_Passage provided:_
Forget pantomimes, Christmas parties, carols etc. The best thing this year was an evening at Wilton’s Music Hall in East London, on the tenth anniversary of WG Sebald’s untimely death. Friends and colleagues including Iain Sinclair, Rachel Lichtenstein, Marina Warner and AS Byatt talked about their connection with him, and read from his work.
Sebald's evening: photo from fivedials.com |
People remarked that Sebald, with his interest in unusual buildings and their history, would have approved of the venue - London’s last music hall, a refuge in 1936 for East Enders protesting against Mosley’s Blackshirts in the Battle of Cable Street, saved from demolition by Betjeman and co. in the sixties, venue for Fiona Shaw reading The Waste Land. Still half in ruins today, which gives it a special, fragile charm, but a worrying one. This time the balcony was in use, the (relatively) recently opened Mahogany Bar was heaving, and I didn’t notice any electrical wires spraying out of sockets. But should the DLR, over a block away on its viaduct, have made the building shake? Wilton’s needs help - see here.
This was three weeks ago. There was a real sense of loss, and the occasion was saved from any sentimentality by Sebald’s work. I half-remember a couple of metaphors people used about his writing: an interlining between the imagination and reality, and a robe with deep hidden pockets. Someone in my party had been a student of Sebald’s, and remembered him as erudite, sometimes grumpy and obscure, proud of his German literary heritage and generous to students who appreciated it. One highlight was Anthea Bell, reading from her wonderful translation of Austerlitz (a book I’ve written about before). She chose the passage where the young Austerlitz remembers Evan the cobbler’s tales of the dead.
Evan told tales of the dead who had been struck down by fate untimely, who knew they had been cheated of what was due to them and tried to return to life. If you had an eye for them they were to be seen quite often, said Evan. At first glance they seemed to be normal people, but when you looked more closely their faces would blur or flicker slightly at the edges. And they were usually a little shorter than they had been in life, for the experience of death, said Evan, diminishes us, just as a piece of linen shrinks when you first wash it. The dead almost always walked alone, but they did sometimes go around in small troops; they had been seen wearing brightly coloured uniforms or wrapped in grey cloaks, marching up the hill above the town to the soft beat of a drum, and only a little taller than the walls round the fields through which they went. … Hanging from a hook on the wall above Evan’s low work-bench, said Austerlitz, was the black veil that his grandfather had taken from the bier when the small figures muffled in their cloaks carried it past him, and it was certainly Evan, said Austerlitz, who once told me that nothing but a piece of silk like that separates us from the next world.

_What the task requires:_
Copy out the section of the Sebald evening account starting at "Forget pantomimes, Christmas" and ending at "from his work.".

_Information given:_

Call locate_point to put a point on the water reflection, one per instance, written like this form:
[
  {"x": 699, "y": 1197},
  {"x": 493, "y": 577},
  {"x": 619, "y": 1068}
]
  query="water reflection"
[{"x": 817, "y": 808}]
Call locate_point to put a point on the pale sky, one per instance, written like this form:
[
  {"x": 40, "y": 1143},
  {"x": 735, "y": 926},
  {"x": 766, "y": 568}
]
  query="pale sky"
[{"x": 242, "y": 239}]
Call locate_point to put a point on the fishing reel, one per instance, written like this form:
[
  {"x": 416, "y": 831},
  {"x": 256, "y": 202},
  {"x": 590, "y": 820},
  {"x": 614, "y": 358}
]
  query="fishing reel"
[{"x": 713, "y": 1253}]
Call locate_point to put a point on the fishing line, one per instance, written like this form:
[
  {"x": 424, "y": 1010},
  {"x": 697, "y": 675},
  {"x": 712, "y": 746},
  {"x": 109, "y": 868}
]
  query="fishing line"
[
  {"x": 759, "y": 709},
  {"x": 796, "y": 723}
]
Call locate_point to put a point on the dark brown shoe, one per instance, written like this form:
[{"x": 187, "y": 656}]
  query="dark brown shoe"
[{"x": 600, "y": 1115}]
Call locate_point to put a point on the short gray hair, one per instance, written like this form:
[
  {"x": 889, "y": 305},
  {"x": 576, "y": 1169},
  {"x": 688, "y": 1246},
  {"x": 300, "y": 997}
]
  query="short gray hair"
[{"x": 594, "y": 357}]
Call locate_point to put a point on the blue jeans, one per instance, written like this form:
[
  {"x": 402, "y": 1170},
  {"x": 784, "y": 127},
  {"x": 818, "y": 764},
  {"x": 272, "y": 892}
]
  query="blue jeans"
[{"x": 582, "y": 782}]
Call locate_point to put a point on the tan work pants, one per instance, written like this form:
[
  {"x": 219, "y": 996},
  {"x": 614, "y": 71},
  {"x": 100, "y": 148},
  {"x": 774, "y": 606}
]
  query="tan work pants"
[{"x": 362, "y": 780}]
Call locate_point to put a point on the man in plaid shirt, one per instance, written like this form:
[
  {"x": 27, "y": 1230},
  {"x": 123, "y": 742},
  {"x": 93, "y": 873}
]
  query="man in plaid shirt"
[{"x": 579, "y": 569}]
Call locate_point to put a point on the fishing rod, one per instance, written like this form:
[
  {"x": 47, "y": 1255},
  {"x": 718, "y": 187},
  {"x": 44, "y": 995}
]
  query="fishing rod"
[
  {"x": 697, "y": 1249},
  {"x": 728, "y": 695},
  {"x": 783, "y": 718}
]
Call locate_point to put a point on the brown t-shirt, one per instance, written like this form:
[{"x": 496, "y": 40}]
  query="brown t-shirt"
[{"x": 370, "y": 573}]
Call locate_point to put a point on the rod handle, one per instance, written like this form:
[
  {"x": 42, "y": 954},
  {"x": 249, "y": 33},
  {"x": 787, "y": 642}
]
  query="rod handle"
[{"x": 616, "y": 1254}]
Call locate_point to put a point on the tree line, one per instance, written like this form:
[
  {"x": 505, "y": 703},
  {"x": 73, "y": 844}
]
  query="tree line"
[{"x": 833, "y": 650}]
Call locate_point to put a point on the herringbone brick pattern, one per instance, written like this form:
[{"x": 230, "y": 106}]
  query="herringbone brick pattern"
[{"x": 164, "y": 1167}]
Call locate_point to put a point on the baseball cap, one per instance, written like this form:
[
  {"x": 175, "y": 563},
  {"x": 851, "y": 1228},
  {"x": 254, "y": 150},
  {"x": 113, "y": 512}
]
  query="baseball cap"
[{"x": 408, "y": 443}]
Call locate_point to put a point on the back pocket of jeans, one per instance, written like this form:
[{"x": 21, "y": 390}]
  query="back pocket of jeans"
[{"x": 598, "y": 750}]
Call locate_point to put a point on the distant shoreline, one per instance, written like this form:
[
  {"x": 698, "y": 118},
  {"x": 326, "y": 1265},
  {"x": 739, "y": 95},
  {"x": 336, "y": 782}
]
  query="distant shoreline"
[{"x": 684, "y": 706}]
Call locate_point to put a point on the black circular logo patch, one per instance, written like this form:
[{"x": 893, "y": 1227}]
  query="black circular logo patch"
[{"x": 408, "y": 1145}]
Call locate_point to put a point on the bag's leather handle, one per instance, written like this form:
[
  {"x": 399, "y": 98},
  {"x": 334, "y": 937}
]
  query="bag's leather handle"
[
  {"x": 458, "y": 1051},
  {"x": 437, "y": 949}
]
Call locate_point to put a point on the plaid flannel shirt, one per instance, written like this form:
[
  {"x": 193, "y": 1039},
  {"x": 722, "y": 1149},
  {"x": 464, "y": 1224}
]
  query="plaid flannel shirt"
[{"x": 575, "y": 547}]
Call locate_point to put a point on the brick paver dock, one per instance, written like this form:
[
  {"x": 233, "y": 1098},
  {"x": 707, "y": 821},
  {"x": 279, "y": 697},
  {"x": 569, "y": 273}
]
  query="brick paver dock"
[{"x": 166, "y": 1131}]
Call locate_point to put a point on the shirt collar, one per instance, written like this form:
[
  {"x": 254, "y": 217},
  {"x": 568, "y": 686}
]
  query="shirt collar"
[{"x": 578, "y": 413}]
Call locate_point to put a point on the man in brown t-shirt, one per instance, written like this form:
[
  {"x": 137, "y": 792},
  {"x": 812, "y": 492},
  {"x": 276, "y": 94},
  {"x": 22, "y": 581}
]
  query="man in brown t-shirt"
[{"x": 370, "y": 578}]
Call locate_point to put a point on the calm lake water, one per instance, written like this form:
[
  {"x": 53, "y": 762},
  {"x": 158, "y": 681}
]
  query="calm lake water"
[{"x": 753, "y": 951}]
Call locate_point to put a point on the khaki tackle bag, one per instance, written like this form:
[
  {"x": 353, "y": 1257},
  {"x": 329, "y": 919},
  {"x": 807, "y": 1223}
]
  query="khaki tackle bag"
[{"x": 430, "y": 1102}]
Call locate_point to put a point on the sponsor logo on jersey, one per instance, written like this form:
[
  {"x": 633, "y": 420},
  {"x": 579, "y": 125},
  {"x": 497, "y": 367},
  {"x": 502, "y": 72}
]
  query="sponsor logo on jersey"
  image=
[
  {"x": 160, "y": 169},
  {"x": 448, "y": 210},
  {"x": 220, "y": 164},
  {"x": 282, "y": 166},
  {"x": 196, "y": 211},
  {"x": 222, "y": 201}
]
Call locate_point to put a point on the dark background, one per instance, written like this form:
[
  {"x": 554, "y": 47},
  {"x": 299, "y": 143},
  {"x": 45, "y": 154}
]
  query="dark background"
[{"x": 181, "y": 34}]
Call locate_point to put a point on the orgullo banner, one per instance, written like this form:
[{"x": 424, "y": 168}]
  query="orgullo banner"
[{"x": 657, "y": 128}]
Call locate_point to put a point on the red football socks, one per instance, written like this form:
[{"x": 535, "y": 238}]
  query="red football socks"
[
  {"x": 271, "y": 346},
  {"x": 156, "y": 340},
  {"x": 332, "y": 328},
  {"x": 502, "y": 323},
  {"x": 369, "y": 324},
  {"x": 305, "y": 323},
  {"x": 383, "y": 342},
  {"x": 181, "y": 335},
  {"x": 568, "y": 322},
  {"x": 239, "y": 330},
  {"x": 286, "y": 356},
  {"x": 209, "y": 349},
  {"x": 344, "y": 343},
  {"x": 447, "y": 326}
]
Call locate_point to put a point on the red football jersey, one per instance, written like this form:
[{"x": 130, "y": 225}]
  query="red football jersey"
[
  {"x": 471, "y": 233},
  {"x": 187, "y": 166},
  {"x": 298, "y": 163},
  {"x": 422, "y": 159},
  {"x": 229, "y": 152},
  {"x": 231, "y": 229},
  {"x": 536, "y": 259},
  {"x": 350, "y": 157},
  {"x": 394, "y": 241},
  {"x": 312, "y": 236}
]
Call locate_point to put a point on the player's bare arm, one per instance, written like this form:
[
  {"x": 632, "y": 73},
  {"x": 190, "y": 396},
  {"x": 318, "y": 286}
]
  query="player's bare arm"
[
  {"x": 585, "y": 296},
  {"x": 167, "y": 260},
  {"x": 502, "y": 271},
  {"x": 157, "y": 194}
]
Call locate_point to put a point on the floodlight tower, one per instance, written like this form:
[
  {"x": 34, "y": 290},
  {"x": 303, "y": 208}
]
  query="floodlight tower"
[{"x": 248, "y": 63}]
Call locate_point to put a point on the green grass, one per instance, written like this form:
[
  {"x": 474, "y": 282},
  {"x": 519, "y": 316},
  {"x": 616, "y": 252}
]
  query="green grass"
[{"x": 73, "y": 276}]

_Answer to the problem:_
Forget pantomimes, Christmas parties, carols etc. The best thing this year was an evening at Wilton’s Music Hall in East London, on the tenth anniversary of WG Sebald’s untimely death. Friends and colleagues including Iain Sinclair, Rachel Lichtenstein, Marina Warner and AS Byatt talked about their connection with him, and read from his work.